◆ **Selected excerpt**:
##########
Chiral Plasmonic Triangular Nanorings with SERS Activity for Ultrasensitive Detection of Amyloid Proteins in Alzheimer's Disease

Chiral plasmonic nanomaterials have attracted unprecedented attention due to their broad applications in biomedicine, negative refractive index, and chiral sensing. Here, using a wet-chemistry process, chiral triangular Au nanorings are fabricated with a platinum (Pt) framework (L/D-Pt@Au triangular nanorings, named L/D-Pt@Au TNRs). The L/D-Pt@Au TNRs exhibit strong optical activity with a g-factor of 0.023 and can be used effectively for the discrimination of enantiomers due to selective resonance coupling between the induced electric and magnetic dipoles associated with enantiomers and the chiral plasmonic TNRs, also known as the surface-enhanced Raman scattering-chiral anisotropy (SERS-ChA) effect. The chiral D-Pt@Au TNRs represent a label-free SERS platform that can be applied to detect A beta monomers and fibrils, the hallmarks of Alzheimer's disease (AD), achieving a limit of detection (LOD) down to 0.045 x 10(-12) m and 4 x 10(-15) m for 42-residue-long amyloid-beta (A beta(42)) monomer and fibrils, respectively. Furthermore, chiral D-Pt@Au TNRs can also be successfully carried out to detect A beta(42) proteins in AD patients with ultrahigh levels of sensitivity, thus allowing picogram quantities of A beta(42) proteins to be identified. This research opens up an avenue for the use of chiral plasmonic nanomaterials as ultrasensitive SERS substrates to early diagnosis of protein-misfolding diseases.
##########
◆ **Information provided**:
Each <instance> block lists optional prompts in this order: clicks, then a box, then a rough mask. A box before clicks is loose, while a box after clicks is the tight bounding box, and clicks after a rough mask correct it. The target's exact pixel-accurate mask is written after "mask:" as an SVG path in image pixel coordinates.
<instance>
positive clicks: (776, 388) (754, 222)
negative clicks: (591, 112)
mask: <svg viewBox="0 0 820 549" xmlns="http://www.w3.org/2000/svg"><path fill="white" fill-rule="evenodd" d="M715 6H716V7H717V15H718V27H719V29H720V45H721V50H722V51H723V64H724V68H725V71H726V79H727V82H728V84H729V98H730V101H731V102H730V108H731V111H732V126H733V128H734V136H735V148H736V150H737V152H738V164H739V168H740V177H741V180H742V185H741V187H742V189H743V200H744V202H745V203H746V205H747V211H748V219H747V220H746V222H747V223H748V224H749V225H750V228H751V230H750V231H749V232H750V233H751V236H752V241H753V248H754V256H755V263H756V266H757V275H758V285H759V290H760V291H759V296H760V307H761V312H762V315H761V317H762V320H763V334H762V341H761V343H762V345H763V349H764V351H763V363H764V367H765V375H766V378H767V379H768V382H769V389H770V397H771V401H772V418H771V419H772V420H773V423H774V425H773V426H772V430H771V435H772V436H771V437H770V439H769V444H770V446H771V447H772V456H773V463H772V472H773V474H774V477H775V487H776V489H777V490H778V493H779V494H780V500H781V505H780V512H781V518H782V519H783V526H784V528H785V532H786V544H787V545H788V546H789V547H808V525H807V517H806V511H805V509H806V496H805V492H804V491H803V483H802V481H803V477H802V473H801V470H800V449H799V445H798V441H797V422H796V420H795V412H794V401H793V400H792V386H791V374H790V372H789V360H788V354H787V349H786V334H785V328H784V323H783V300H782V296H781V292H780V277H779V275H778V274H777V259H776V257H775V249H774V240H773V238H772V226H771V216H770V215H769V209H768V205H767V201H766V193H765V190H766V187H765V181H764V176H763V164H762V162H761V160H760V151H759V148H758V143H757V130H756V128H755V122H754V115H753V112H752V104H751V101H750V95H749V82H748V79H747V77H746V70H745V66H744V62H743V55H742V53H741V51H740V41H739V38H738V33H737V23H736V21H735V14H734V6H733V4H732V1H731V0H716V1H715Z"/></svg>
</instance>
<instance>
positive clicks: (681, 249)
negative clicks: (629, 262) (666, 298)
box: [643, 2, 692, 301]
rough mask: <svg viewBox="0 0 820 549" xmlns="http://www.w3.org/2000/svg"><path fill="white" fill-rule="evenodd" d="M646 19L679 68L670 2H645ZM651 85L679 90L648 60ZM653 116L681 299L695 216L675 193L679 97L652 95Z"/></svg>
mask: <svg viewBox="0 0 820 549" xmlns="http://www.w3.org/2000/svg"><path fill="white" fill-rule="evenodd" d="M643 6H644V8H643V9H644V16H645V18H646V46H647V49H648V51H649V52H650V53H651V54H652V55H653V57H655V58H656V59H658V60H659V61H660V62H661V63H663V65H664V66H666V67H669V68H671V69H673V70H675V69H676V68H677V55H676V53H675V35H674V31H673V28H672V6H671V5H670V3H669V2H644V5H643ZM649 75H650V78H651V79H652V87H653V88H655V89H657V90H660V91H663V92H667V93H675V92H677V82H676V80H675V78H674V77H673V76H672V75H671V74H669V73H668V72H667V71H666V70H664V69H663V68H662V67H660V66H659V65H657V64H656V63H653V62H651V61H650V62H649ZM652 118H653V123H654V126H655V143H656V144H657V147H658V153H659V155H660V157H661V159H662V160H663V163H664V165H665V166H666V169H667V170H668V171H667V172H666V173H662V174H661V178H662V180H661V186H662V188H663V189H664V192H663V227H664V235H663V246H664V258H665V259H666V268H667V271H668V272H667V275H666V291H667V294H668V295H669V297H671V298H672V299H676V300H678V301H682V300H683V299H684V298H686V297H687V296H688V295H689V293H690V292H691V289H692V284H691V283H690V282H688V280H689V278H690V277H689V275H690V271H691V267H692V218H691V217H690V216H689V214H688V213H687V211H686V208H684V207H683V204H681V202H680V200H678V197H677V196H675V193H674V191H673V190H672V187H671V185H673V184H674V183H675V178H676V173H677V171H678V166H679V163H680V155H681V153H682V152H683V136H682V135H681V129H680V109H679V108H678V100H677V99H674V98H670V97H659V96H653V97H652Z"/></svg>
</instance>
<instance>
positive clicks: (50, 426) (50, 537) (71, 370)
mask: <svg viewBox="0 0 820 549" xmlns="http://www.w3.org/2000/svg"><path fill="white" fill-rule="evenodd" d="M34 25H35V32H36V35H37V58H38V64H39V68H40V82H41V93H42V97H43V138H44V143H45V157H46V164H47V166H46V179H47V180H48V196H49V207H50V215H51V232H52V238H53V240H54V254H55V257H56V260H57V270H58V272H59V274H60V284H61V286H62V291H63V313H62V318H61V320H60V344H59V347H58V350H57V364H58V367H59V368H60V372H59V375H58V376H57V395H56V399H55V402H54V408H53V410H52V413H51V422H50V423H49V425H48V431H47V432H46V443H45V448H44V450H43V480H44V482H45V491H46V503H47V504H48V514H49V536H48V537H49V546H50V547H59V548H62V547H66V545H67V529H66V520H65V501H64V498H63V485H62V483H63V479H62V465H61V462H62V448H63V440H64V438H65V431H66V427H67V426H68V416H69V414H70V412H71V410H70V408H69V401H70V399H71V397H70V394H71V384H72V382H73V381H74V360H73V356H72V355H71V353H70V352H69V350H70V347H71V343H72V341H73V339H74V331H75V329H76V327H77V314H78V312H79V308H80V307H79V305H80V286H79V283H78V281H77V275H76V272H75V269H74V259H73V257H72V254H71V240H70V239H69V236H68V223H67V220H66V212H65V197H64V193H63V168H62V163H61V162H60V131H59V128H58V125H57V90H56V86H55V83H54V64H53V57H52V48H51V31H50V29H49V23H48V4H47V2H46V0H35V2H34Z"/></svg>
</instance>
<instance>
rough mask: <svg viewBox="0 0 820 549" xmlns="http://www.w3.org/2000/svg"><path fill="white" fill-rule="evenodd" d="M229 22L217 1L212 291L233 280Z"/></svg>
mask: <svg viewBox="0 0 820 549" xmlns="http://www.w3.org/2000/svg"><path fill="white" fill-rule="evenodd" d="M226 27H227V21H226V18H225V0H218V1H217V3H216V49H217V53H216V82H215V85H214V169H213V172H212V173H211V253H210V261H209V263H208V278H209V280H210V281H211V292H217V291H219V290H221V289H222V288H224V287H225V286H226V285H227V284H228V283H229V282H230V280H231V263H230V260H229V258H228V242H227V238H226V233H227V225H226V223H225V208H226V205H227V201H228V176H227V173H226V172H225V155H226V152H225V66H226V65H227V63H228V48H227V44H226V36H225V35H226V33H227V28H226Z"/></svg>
##########
◆ **What the exercise asks**: For each statement, answer yes or no according to the abstract on chiral triangular nanorings, and quote the words of the abstract that decide it. (a) The nanorings are built on a silver framework. (b) The L/D-Pt@Au TNRs show a g-factor of 0.023. (c) The D-Pt@Au TNRs were used to detect amyloid-beta proteins in AD patients. The material has no connection to the abstract on chiral triangular nanorings.

◆ **Answer box**:
(a) No: "chiral triangular Au nanorings are fabricated with a platinum (Pt) framework"
(b) Yes: "The L/D-Pt@Au TNRs exhibit strong optical activity with a g-factor of 0.023"
(c) Yes: "chiral D-Pt@Au TNRs can also be successfully carried out to detect A beta(42) proteins in AD patients"